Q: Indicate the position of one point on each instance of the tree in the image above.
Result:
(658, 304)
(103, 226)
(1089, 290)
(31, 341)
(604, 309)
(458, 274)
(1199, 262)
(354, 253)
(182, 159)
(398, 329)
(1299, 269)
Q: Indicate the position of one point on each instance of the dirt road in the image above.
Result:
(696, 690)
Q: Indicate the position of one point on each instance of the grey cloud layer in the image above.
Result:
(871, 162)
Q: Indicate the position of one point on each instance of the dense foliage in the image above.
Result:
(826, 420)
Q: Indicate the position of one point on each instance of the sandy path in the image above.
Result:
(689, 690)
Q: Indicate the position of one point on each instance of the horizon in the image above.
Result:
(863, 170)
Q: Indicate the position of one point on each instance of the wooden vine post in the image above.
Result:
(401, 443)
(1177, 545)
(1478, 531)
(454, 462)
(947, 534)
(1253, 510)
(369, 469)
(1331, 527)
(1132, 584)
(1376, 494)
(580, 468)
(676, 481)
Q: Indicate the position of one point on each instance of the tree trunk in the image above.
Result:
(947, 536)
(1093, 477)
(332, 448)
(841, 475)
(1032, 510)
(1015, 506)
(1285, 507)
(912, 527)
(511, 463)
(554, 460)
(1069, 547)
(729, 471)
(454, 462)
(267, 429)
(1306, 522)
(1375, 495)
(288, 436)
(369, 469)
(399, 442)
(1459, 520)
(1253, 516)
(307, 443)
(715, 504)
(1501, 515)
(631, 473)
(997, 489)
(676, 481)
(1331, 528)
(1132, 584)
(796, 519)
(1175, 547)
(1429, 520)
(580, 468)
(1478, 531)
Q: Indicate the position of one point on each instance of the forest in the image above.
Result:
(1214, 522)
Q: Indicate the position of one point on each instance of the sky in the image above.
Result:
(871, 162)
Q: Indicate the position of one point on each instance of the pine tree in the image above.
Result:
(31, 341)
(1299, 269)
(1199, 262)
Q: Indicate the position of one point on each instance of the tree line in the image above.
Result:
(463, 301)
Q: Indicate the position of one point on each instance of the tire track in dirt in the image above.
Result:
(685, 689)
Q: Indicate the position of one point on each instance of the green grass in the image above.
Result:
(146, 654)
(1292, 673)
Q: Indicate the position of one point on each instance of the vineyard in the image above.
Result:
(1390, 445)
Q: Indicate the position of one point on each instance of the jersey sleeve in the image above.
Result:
---
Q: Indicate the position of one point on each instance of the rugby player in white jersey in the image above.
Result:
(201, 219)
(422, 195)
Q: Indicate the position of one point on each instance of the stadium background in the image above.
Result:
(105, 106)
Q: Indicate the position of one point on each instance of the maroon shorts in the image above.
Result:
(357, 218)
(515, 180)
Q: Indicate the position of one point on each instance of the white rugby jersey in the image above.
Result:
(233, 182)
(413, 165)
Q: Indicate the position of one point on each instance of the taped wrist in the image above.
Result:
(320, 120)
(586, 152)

● TASK TO CARRY OUT
Return the lines of the listing, starting with the line containing "line in the image above." and continuing up to and including the line containing "(1292, 673)". Copy them character for character and include nothing else.

● COMPLETE RESPONSE
Q: Indicate the position of one point on each instance of the tree line in the image above.
Result:
(463, 301)
Q: Indicate the position of one point on each instance of the tire track in dirt in the image above.
Result:
(685, 689)
Q: Indicate the position of one point on each instance of the green grass in the image above.
Result:
(146, 654)
(1292, 673)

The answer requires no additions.